● WHAT THIS TASK INVOLVES:
Everything in the listing must be repeated word for word.

● MATERIALS PROVIDED:
—————

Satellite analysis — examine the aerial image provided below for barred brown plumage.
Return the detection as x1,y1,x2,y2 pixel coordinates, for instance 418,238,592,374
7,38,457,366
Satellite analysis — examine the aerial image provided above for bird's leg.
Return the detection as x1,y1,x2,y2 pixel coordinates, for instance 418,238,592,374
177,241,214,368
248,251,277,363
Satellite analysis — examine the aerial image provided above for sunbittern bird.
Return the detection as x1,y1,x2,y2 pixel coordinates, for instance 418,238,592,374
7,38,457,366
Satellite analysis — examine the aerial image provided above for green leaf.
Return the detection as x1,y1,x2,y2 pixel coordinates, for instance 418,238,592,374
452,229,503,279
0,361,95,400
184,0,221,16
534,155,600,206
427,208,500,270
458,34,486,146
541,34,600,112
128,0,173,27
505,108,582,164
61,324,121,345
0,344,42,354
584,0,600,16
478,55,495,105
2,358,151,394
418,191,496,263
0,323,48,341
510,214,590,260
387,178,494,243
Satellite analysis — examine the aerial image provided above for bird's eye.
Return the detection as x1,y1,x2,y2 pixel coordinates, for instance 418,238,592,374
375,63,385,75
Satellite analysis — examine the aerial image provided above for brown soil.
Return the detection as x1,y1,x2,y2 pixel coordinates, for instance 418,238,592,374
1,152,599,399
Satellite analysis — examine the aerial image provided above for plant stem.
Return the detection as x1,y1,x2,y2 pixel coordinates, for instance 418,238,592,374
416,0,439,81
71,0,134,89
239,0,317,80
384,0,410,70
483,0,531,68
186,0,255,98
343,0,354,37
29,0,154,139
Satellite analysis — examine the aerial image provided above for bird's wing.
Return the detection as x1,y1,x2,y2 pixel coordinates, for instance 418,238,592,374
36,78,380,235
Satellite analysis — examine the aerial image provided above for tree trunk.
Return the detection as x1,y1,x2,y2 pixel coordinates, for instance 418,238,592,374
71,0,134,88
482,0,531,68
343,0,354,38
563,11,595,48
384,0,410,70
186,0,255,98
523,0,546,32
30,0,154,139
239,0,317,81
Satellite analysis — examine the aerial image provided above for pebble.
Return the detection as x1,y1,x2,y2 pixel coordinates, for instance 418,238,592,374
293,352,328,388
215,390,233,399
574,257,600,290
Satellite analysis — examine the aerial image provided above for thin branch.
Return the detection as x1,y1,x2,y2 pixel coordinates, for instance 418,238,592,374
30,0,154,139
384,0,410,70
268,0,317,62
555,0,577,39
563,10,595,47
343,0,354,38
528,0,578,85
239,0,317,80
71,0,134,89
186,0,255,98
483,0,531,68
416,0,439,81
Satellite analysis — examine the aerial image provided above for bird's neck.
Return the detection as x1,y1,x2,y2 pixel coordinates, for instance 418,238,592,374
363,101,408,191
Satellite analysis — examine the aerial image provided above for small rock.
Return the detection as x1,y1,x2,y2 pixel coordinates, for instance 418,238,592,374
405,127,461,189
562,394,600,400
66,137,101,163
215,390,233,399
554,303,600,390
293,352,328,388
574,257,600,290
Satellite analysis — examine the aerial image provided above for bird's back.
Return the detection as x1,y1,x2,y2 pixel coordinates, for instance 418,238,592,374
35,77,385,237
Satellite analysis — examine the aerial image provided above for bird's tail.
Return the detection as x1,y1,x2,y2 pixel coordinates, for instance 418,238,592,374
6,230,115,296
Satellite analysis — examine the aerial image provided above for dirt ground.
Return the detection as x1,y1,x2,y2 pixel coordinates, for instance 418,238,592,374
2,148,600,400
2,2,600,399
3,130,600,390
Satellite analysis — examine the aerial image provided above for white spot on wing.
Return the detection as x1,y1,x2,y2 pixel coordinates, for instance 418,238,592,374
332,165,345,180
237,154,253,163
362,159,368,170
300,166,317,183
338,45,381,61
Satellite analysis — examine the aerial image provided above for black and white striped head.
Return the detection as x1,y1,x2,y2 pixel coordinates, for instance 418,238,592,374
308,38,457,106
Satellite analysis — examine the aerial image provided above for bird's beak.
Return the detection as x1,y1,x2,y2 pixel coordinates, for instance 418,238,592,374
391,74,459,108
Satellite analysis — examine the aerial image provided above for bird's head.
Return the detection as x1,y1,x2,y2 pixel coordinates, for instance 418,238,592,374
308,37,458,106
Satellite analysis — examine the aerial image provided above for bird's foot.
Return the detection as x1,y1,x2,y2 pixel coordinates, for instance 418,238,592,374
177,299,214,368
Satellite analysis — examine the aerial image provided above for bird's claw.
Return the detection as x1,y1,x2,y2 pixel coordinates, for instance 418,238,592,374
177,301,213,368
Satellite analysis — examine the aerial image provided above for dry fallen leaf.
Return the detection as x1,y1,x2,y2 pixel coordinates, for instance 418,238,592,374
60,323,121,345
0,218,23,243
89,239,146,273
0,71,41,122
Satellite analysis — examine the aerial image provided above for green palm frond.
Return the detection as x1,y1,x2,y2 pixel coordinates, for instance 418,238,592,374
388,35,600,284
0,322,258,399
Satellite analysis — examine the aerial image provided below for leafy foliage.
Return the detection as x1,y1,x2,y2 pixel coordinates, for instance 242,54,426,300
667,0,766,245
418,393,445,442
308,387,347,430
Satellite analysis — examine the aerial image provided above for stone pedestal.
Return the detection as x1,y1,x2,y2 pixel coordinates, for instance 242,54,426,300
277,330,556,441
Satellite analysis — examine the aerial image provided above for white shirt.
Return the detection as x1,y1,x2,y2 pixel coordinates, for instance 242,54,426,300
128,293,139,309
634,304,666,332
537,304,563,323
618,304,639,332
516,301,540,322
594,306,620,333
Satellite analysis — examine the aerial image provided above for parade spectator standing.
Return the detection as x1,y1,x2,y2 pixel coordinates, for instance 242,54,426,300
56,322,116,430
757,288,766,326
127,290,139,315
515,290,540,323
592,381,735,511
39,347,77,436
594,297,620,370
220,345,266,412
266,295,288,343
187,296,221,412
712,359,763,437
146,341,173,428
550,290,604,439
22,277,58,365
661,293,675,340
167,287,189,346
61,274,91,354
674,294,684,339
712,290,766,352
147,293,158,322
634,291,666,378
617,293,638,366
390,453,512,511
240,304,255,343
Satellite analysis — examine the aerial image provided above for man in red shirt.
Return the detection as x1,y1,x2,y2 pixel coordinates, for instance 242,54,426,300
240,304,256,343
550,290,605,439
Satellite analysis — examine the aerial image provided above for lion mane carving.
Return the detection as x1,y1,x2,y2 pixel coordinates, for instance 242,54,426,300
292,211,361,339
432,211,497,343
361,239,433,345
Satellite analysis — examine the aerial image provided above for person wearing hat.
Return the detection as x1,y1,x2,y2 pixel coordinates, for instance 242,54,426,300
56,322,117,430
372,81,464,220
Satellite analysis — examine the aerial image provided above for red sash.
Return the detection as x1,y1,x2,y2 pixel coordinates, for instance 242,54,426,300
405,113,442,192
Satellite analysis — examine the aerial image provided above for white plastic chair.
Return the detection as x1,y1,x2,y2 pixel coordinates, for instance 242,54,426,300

—————

● SOLUTION FOR THIS TASK:
Satellite analysis — examine the aerial image provided below for barred brown plumage.
Return the detection as x1,y1,x2,y2 pixel coordinates, for instance 418,238,592,374
7,38,457,366
Satellite analysis — examine the aerial image provided above for bird's leg.
Return the detection as x1,y1,x2,y2 pixel coordinates, for instance 418,238,592,374
177,241,214,368
248,251,277,363
Satellite analysis — examine the aerial image provided above for sunbittern bird.
Return the detection as x1,y1,x2,y2 pixel coordinates, for instance 418,238,592,374
7,38,457,366
Satellite analysis — examine the aerial image provided above for green leaf.
Return the detection as x1,y1,x2,y2 pixel coordinates, for instance 418,238,592,374
452,229,503,279
0,361,95,400
184,0,221,16
534,155,600,206
427,208,500,270
458,34,486,146
541,34,600,112
128,0,173,27
505,108,582,164
61,324,121,345
0,344,42,354
584,0,600,16
478,55,495,105
2,358,151,394
418,191,496,263
0,323,48,341
510,214,590,260
387,178,494,243
Satellite analysis — examine the aerial image provided above for bird's eye.
Return the detection as x1,y1,x2,y2 pixel coordinates, for instance 418,238,592,374
375,63,385,75
Satellite analysis — examine the aerial image provided above for brown soil.
Return the detection as x1,y1,x2,y2 pixel coordinates, for instance 418,238,592,374
1,152,599,399
Satellite analysis — examine the aerial image provided above for plant stem.
Return the detection as x1,y1,x2,y2 pixel coordinates, for instance 418,238,592,374
416,0,439,81
71,0,134,89
239,0,317,80
384,0,410,70
483,0,531,68
186,0,255,98
343,0,354,37
29,0,154,139
Satellite analysis — examine the aerial image provided above for bird's wing.
Return the detection as x1,y1,x2,y2 pixel coordinates, for instance 418,238,592,374
36,78,380,235
Satellite analysis — examine the aerial image provided above for tree trunk.
Return the detection as x1,y1,x2,y2 pixel coordinates, for instance 418,238,592,374
71,0,134,88
482,0,531,68
343,0,354,38
563,11,595,48
384,0,410,70
186,0,255,98
523,0,546,32
30,0,154,139
239,0,317,81
Satellite analysis — examine the aerial image provided above for pebble.
Return the detection as x1,y1,x2,y2 pixel coordinates, for instance 418,238,592,374
293,352,328,388
215,390,233,399
574,257,600,290
Satellite analysis — examine the aerial image provided above for thin branch.
Return the detection as x1,y1,x2,y2 pixel coordinates, for instance 418,238,592,374
30,0,154,139
384,0,410,70
268,0,317,62
555,0,577,39
563,10,595,47
343,0,354,38
528,0,578,85
239,0,317,80
71,0,134,89
186,0,255,98
483,0,531,68
416,0,439,81
Satellite analysis — examine the aerial image provided above for bird's neck.
Return the detection as x1,y1,x2,y2 pixel coordinates, for instance 418,238,592,374
363,101,408,191
Satellite analysis — examine the aerial image provided above for small rock.
Return the detection as x1,y1,x2,y2 pixel coordinates, for instance 418,238,592,374
405,127,461,189
562,394,600,400
66,137,101,163
215,390,233,399
554,303,600,390
293,352,328,388
574,257,600,290
Satellite analysis — examine the aerial image provided above for bird's back.
Return the detection as x1,y1,x2,y2 pixel coordinates, for instance 418,238,592,374
35,77,385,237
Satellite analysis — examine the aerial image provided above for bird's tail.
Return the detection as x1,y1,x2,y2 pixel coordinates, for instance 418,238,592,374
6,230,115,296
Satellite analysis — examine the aerial image provided above for dirt ground.
Return the detection as x1,y1,x2,y2 pixel coordinates, for instance 418,238,592,374
2,148,600,400
2,2,600,399
3,130,600,390
Satellite analysis — examine the aerial image provided above for white spot on wing.
Return the detection as x1,y1,x2,y2 pixel coordinates, for instance 418,238,592,374
332,165,345,180
237,154,253,163
362,159,368,170
300,166,317,183
338,45,381,61
Satellite analysis — examine the aerial image provided above for black and white striped head.
Return the detection as x1,y1,x2,y2 pixel coordinates, for instance 418,238,592,374
308,38,457,106
Satellite analysis — examine the aerial image provided above for bird's beak.
Return the detection as x1,y1,x2,y2 pixel coordinates, for instance 418,238,592,374
391,74,459,108
Satellite analysis — examine the aerial image provided above for bird's head.
Return the detection as x1,y1,x2,y2 pixel coordinates, for instance 418,238,592,374
308,37,458,106
Satellite analysis — examine the aerial image provided above for bird's foot.
Return the detection as x1,y1,x2,y2 pixel coordinates, for instance 418,238,592,374
177,299,214,368
Satellite analysis — examine the aerial image provided above for bird's claw.
Return the detection as x1,y1,x2,y2 pixel coordinates, for instance 418,238,592,374
177,301,213,368
Satellite analysis — examine the aerial image provided above for dry fallen leaf.
Return the detection as x1,y1,x2,y2 pixel coordinates, for instance 418,238,592,374
60,323,121,345
0,218,23,243
89,239,146,273
0,71,41,122
Satellite analysis — examine the aerial image provided above for green palm frond.
Return the detection as x1,y1,x2,y2 pixel coordinates, for instance 418,238,592,374
388,35,600,284
0,322,258,399
Satellite analysis — examine the aerial image provided below for leafy foliage.
Return the detection as x1,y1,x2,y2 pixel coordinates, for instance 242,54,426,300
667,0,766,245
418,393,445,442
308,387,347,430
Satellite analysis — examine the aerial image provided above for stone pedestal.
Return the detection as x1,y1,x2,y2 pixel coordinates, for instance 242,54,426,300
277,330,556,441
Satellite analysis — examine the aerial image provided above for white shirt.
Return the detection as x1,y1,x2,y2 pixel coordinates, for instance 242,54,426,300
128,293,139,309
634,304,666,332
537,304,563,323
618,304,639,332
516,301,540,322
594,306,620,333
Satellite analysis — examine the aerial image provided above for parade spectator standing.
Return the detection as x1,y1,x2,y2 pixel coordinates, for instance 242,54,426,300
56,322,116,430
757,288,766,326
127,290,139,315
515,290,540,323
592,381,735,511
39,347,77,436
594,297,620,370
220,345,266,412
266,295,288,343
187,296,221,412
712,359,763,437
146,341,173,428
550,290,604,439
22,277,58,365
661,293,675,340
167,287,189,346
61,274,91,354
674,294,684,339
712,290,766,352
147,293,158,322
634,291,666,378
617,293,638,366
390,453,512,511
240,304,255,343
Satellite analysis — examine the aerial image provided above for man in red shirt.
Return the detection as x1,y1,x2,y2 pixel coordinates, for instance 242,54,426,300
240,304,256,343
550,290,605,439
Satellite analysis — examine the aerial image provided above for lion mane carving.
Return the detection as x1,y1,x2,y2 pixel coordinates, for instance 242,54,426,300
292,211,361,339
432,211,497,343
361,239,433,345
Satellite analysis — examine the aerial image provided above for person wearing hat.
Return the detection as x1,y1,x2,y2 pixel coordinates, for instance 242,54,426,300
56,322,117,430
372,81,464,220
Satellite analysis — examine the aerial image provided above for red sash.
Return the detection as x1,y1,x2,y2 pixel coordinates, for instance 242,54,426,300
405,113,442,192
Satellite analysis — examine the aerial image provided above for white plastic chair.
Return the detection as x1,y1,x2,y2 pixel coordinates, for instance 242,54,426,300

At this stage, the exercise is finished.